Written exercise :: Quote the whole listing word for word. Do not include the pictures.

== Material provided ==

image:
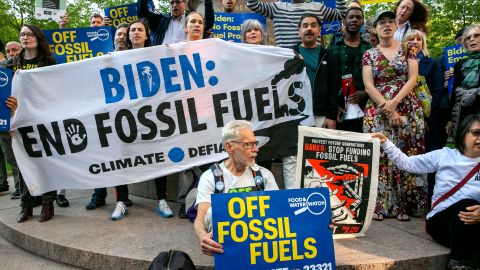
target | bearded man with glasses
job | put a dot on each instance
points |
(236, 174)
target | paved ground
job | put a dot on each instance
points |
(90, 240)
(13, 257)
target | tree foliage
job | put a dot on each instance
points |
(14, 13)
(446, 17)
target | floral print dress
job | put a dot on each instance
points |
(398, 191)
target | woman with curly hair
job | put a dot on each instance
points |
(35, 53)
(411, 14)
(390, 73)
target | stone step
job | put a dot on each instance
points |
(88, 239)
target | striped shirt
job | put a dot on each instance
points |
(286, 16)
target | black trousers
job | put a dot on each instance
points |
(27, 200)
(161, 186)
(447, 229)
(122, 193)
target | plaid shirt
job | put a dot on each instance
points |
(339, 51)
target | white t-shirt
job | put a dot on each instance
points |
(451, 167)
(206, 185)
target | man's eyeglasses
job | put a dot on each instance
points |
(176, 2)
(27, 35)
(474, 132)
(247, 145)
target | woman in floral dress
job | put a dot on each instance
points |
(389, 72)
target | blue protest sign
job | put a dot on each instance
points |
(283, 229)
(74, 44)
(228, 25)
(5, 92)
(452, 55)
(121, 14)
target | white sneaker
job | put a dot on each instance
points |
(119, 212)
(163, 209)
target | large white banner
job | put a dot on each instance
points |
(347, 164)
(136, 115)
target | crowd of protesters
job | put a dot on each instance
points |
(362, 82)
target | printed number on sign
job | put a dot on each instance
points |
(323, 266)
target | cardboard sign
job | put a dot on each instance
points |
(121, 14)
(283, 229)
(347, 164)
(452, 55)
(50, 9)
(74, 44)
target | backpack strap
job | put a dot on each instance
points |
(218, 176)
(258, 179)
(458, 186)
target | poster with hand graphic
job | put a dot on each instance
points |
(347, 164)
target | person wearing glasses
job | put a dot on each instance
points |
(169, 28)
(35, 53)
(455, 220)
(390, 73)
(238, 172)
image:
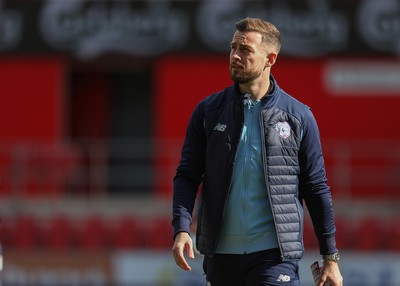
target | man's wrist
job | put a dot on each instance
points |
(334, 257)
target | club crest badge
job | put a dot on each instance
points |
(283, 129)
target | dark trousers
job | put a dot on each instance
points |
(253, 269)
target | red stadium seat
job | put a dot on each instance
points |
(95, 236)
(27, 233)
(392, 234)
(368, 234)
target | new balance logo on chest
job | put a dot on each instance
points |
(220, 127)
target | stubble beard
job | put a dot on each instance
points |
(244, 77)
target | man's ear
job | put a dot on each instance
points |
(271, 59)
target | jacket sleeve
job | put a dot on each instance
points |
(313, 186)
(190, 172)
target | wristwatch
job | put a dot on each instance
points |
(331, 257)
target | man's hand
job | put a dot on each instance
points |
(331, 273)
(182, 243)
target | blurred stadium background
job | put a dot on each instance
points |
(94, 101)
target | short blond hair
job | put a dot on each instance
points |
(270, 34)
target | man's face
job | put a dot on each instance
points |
(248, 57)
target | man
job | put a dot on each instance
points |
(257, 152)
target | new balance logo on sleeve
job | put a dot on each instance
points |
(220, 127)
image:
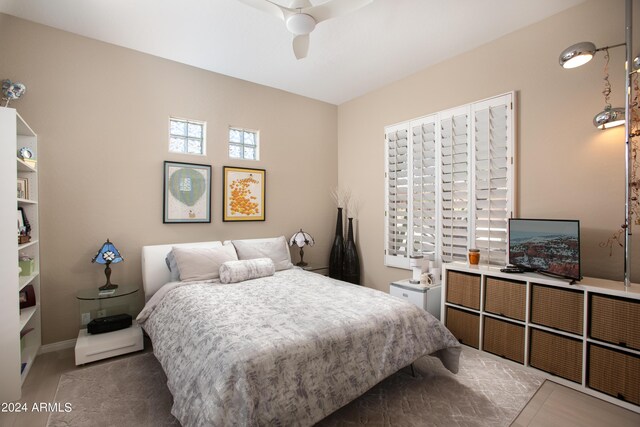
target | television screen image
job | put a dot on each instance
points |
(547, 246)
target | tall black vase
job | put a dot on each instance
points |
(337, 250)
(351, 263)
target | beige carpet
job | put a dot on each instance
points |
(486, 392)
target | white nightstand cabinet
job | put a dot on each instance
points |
(427, 298)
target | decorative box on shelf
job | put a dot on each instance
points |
(26, 266)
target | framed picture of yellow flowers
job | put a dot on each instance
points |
(243, 194)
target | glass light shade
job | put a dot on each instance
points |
(301, 239)
(609, 117)
(577, 54)
(108, 254)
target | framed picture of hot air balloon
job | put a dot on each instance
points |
(244, 194)
(187, 192)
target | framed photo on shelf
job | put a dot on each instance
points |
(243, 194)
(23, 188)
(187, 193)
(21, 222)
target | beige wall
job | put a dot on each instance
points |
(566, 168)
(102, 113)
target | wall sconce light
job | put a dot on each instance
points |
(581, 53)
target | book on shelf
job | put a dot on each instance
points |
(30, 162)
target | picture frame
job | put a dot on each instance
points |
(243, 194)
(187, 193)
(22, 222)
(23, 188)
(27, 297)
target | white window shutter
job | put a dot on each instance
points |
(397, 195)
(493, 176)
(454, 184)
(424, 216)
(450, 183)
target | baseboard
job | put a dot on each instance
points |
(60, 345)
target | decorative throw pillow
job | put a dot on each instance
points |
(275, 248)
(202, 263)
(239, 271)
(170, 259)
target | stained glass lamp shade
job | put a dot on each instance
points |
(301, 239)
(108, 254)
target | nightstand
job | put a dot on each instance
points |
(425, 297)
(94, 304)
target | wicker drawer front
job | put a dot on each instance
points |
(463, 289)
(503, 339)
(557, 308)
(615, 320)
(556, 354)
(505, 298)
(615, 373)
(464, 326)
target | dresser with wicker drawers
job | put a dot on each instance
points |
(585, 336)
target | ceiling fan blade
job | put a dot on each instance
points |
(334, 8)
(301, 46)
(300, 4)
(269, 7)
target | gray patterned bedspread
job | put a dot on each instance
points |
(284, 350)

===

Result of this exercise ::
image:
target | bearded man with glasses
job | put a dot on each instance
points |
(236, 174)
target | paved ground
job | put a dot on each instance
points |
(90, 240)
(13, 257)
target | tree foliage
job | put a dot on each instance
points |
(14, 13)
(446, 17)
target | floral print dress
job | put a dot on each instance
points |
(398, 191)
target | woman with curly hair
job | put a dot on each instance
points |
(35, 53)
(411, 14)
(390, 73)
target | stone step
job | put a dot on each instance
points |
(88, 239)
target | striped shirt
job | put a dot on each instance
points |
(286, 16)
target | black trousers
job | put a dot on each instance
points |
(27, 200)
(161, 186)
(447, 229)
(122, 193)
target | plaid shirt
job | put a dot on each instance
points |
(339, 51)
target | white t-shirt
job | put a dot on each instance
points |
(451, 167)
(206, 185)
target | man's eyeglasses
job | put a dot on each instance
points |
(176, 2)
(27, 35)
(474, 132)
(247, 145)
target | woman in floral dress
job | put a dot on each instance
points |
(389, 72)
target | blue protest sign
job | put a dot on each instance
points |
(283, 229)
(74, 44)
(228, 25)
(5, 92)
(452, 55)
(121, 14)
target | white sneaker
job | put a dot on each instance
points |
(119, 212)
(163, 209)
target | large white banner
job | put a dot on each instance
points |
(347, 164)
(136, 115)
target | crowd of protesters
job | put a dot on each instance
points |
(362, 82)
target | printed number on sign
job | put a dot on each instance
points |
(323, 266)
target | cardboard sign
job | put a dot on each instance
points |
(121, 14)
(283, 229)
(347, 164)
(452, 55)
(50, 9)
(74, 44)
target | backpack strap
job | put a dot on each instance
points |
(218, 176)
(258, 179)
(458, 186)
target | poster with hand graphic
job | put a dot on each instance
points |
(347, 164)
target | person wearing glasses
job | put a dot on each instance
points |
(169, 28)
(35, 53)
(455, 220)
(390, 73)
(238, 172)
image:
target | man's wrist
job | put a dot on each instance
points |
(334, 257)
target | club crest badge
job | put a dot on each instance
points |
(283, 129)
target | dark trousers
job | put a dot on each instance
points |
(253, 269)
target | red stadium seat
job | put a dot on each instance
points |
(95, 236)
(27, 233)
(392, 234)
(368, 234)
target | new balance logo on chest
job | put a dot on each instance
points |
(220, 127)
target | stubble beard
job | put a dot on each instance
points |
(244, 77)
target | man's ear
job | put a dot on each instance
points |
(271, 59)
target | jacket sleeve
job | put a dot on each instance
points |
(313, 186)
(190, 172)
target | wristwatch
job | put a dot on each instance
points |
(331, 257)
target | man's hand
job | put a dot on each instance
points |
(331, 273)
(182, 243)
target | blurred stadium background
job | put a dot on each instance
points |
(94, 101)
target | short blond hair
job | put a dot on each instance
points |
(270, 34)
target | man's face
job | put a dot on each instance
points |
(248, 57)
target | man
job | put a dot on each instance
points |
(257, 152)
target | new balance logo on sleeve
job | put a dot on each instance
points |
(220, 127)
image:
target | television screen image
job | put a dot on each instance
points |
(547, 246)
target | tall black vase
job | put a dot on each instance
points |
(337, 250)
(351, 263)
target | beige carpet
job | put a dot on each instance
points |
(486, 392)
target | white nightstand cabinet
job | put a dot on each instance
points |
(427, 298)
target | decorative box on shelf
job | put a dot on each instance
points |
(26, 266)
target | framed picture of yellow flowers
job | put a dot on each instance
points |
(243, 194)
target | glass light shade
job | put a dot on each instance
points |
(301, 239)
(609, 117)
(577, 54)
(108, 254)
target | framed picture of hot air balloon
job | put a dot on each instance
points |
(244, 194)
(187, 192)
target | framed photo on shelf
job | put a dot on each instance
points |
(243, 194)
(23, 188)
(187, 193)
(21, 222)
target | beige wall
job | put a dot on each instance
points |
(566, 168)
(102, 113)
target | wall sconce light
job | put a dot on each instance
points |
(581, 53)
target | book on shelf
job | put a dot on each instance
points |
(30, 162)
target | picture frame
job | put a dot on each instance
points |
(243, 194)
(187, 193)
(22, 222)
(23, 188)
(27, 297)
target | white window shutter
job | put a dot on each instance
points |
(397, 195)
(493, 176)
(454, 184)
(424, 216)
(450, 183)
target | baseboard
job | put a dot on each instance
points |
(60, 345)
target | decorative throw pillow
job | put a dot on each instance
points |
(275, 248)
(202, 263)
(239, 271)
(170, 259)
target | stained glass lamp shade
job | put a dot on each instance
points |
(301, 239)
(108, 254)
target | nightstand
job | put a dot on each instance
points |
(425, 297)
(94, 304)
target | wicker drawer front
job | put a dot on each instance
points |
(463, 289)
(503, 339)
(557, 308)
(615, 320)
(556, 354)
(505, 298)
(615, 373)
(464, 326)
target | dresser with wicker drawers
job | put a dot on each instance
points |
(585, 336)
target | ceiling fan blade
job | put a dot on each instance
points |
(334, 8)
(301, 46)
(300, 4)
(269, 7)
target | gray patterned bedspread
job | put a dot on each instance
points |
(284, 350)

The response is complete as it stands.